> EXTRACT TO READ:
'''

## Extracting and Transforming the Data

### Why carry out this process?
- To deploy this code into AWS Lambda Service
- For Automating the entire data pipeline 

### Installing necessary libraries

In [1]:
!pip install spotipy

Collecting spotipy
  Downloading spotipy-2.23.0-py3-none-any.whl (29 kB)
Collecting redis>=3.5.3 (from spotipy)
  Obtaining dependency information for redis>=3.5.3 from https://files.pythonhosted.org/packages/0b/34/a01250ac1fc9bf9161e07956d2d580413106ce02d5591470130a25c599e3/redis-5.0.1-py3-none-any.whl.metadata
  Downloading redis-5.0.1-py3-none-any.whl.metadata (8.9 kB)
Collecting async-timeout>=4.0.2 (from redis>=3.5.3->spotipy)

'''

> GIVEN PROBLEM 1:
Answer the following from the extract on extracting and transforming the data:
(a) Into which service is the code intended to be deployed?
(b) Which package does the command in In [1] install?
(c) What minimum version of redis does spotipy require?
> GIVEN PROBLEM 2: Carry on the extract on extracting and transforming the data from the point at which it stops.

> DATASET EXCERPT:
'''

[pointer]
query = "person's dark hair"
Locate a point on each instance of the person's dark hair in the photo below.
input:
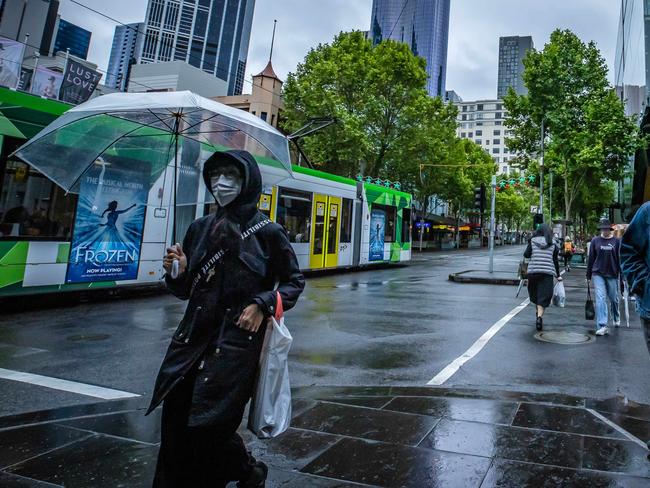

'''

> TASK RESPONSE 1:
(a) AWS Lambda Service
(b) spotipy
(c) 3.5.3 (redis>=3.5.3)

> TASK RESPONSE 2:
  Obtaining dependency information for async-timeout>=4.0.2 from https://files.pythonhosted.org/packages/a7/fa/e01228c2938de91d47b307831c62ab9e4001e747789d0b05baf779a6488c/async_timeout-4.0.3-py3-none-any.whl.metadata
  Downloading async_timeout-4.0.3-py3-none-any.whl.metadata (4.2 kB)
Downloading redis-5.0.1-py3-none-any.whl (250 kB)
   ---------------------------------------- 0.0/250.3 kB ? eta -:--:--
   ---------------------------------------- 250.3/250.3 kB 7.5 MB/s eta 0:00:00
Downloading async_timeout-4.0.3-py3-none-any.whl (5.7 kB)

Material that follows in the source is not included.